Excerpts from bounding box data:
_____

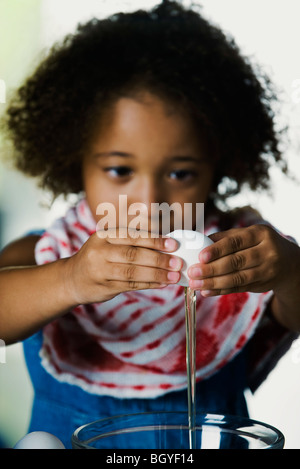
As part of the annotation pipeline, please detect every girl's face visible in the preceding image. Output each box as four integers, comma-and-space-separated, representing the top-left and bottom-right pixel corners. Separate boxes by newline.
83, 93, 213, 232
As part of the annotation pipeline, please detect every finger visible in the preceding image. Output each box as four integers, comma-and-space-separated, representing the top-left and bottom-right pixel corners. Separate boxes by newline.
97, 228, 178, 252
106, 244, 183, 270
106, 263, 180, 286
199, 227, 261, 263
190, 267, 262, 295
107, 280, 168, 294
188, 246, 262, 279
200, 283, 269, 297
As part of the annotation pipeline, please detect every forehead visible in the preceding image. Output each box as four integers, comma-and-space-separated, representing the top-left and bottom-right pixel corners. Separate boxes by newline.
90, 93, 199, 150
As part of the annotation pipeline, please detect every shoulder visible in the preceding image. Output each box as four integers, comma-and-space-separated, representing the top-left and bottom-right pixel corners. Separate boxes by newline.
0, 234, 41, 268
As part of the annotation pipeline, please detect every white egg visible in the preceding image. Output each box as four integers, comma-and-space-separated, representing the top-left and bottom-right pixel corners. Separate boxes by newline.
167, 230, 213, 287
14, 432, 65, 449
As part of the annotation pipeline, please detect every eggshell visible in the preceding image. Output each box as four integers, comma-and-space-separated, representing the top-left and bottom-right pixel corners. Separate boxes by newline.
14, 432, 65, 449
167, 230, 213, 287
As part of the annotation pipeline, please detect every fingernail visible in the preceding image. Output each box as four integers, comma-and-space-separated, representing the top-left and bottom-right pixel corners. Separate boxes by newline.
164, 238, 177, 251
199, 252, 211, 263
167, 272, 180, 282
189, 267, 202, 278
190, 280, 204, 288
201, 290, 212, 296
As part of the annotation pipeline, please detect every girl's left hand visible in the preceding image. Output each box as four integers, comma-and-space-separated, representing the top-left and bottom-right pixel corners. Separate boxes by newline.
188, 224, 299, 296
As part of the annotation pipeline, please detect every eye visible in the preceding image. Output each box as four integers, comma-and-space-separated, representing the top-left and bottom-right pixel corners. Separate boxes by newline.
169, 169, 196, 182
104, 166, 132, 178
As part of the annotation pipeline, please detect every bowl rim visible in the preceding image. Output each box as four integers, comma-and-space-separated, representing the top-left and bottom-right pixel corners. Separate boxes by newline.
71, 410, 285, 449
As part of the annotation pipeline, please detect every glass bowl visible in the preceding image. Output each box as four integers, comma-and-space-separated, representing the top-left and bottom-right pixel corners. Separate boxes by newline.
72, 412, 284, 449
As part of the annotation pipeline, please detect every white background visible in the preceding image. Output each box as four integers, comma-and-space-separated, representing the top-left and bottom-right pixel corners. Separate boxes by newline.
0, 0, 300, 449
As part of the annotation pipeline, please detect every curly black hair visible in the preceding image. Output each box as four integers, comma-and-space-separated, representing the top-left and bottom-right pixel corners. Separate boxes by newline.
1, 1, 287, 200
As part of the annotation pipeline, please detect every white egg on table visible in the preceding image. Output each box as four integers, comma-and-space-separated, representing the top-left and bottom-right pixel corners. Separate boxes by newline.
14, 432, 65, 449
166, 230, 213, 287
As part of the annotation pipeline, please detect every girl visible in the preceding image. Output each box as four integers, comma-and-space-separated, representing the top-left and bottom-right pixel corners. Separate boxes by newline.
0, 1, 300, 447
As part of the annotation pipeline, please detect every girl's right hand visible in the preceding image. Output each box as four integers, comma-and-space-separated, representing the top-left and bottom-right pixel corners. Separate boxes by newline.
67, 229, 183, 304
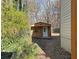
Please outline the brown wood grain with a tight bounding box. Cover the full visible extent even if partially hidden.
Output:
[71,0,77,59]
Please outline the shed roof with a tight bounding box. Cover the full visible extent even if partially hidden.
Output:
[31,22,51,27]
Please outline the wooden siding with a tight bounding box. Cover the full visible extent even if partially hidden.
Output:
[61,0,71,52]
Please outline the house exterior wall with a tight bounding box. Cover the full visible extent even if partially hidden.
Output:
[61,0,71,52]
[31,26,51,38]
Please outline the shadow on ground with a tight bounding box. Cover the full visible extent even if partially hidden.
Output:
[32,36,70,59]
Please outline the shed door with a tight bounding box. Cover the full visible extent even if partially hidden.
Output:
[43,27,48,37]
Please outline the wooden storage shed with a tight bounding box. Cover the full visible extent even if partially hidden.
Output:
[31,22,51,37]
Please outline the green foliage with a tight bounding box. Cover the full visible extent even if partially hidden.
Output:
[1,2,35,59]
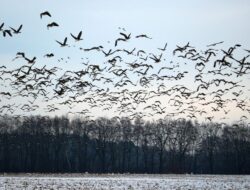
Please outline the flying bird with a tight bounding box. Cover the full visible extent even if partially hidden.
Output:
[158,43,168,51]
[10,24,23,34]
[56,37,69,47]
[3,30,12,37]
[70,31,83,41]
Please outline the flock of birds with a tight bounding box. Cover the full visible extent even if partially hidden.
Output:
[0,11,250,121]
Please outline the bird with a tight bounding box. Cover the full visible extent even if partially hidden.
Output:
[158,43,168,51]
[70,31,83,41]
[47,22,59,29]
[40,11,51,19]
[3,30,12,37]
[56,37,68,47]
[10,24,23,34]
[149,54,162,63]
[25,57,36,64]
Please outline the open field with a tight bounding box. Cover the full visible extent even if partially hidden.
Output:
[0,174,250,190]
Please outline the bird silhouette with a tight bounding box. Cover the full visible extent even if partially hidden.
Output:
[158,43,168,51]
[25,57,36,64]
[70,31,83,41]
[10,24,23,34]
[3,30,12,37]
[56,37,69,47]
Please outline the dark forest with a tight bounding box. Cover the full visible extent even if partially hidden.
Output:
[0,116,250,174]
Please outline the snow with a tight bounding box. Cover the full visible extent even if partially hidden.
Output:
[0,174,250,190]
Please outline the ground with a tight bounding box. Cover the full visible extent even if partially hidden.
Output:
[0,174,250,190]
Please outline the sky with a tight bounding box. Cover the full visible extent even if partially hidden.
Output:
[0,0,250,123]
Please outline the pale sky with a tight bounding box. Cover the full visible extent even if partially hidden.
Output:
[0,0,250,123]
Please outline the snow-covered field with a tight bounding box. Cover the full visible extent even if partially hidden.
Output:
[0,174,250,190]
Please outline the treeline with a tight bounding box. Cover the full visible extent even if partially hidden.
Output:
[0,116,250,174]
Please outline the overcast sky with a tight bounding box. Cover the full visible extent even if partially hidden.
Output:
[0,0,250,123]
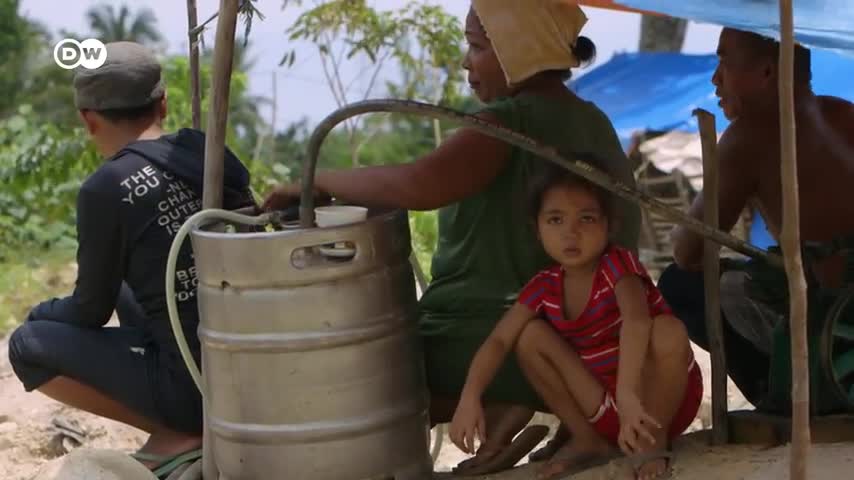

_____

→ **Aim of the exercise**: Report every line of the items above that contains the string "field", copying each line in full.

→ **Response to the exercise**:
Please outline the open field with a tight bounding box. Cover the full visible extent even if partially hidden.
Please outline the snow-covered field with a tight bounding box. Cover the full visible extent even if partially hidden.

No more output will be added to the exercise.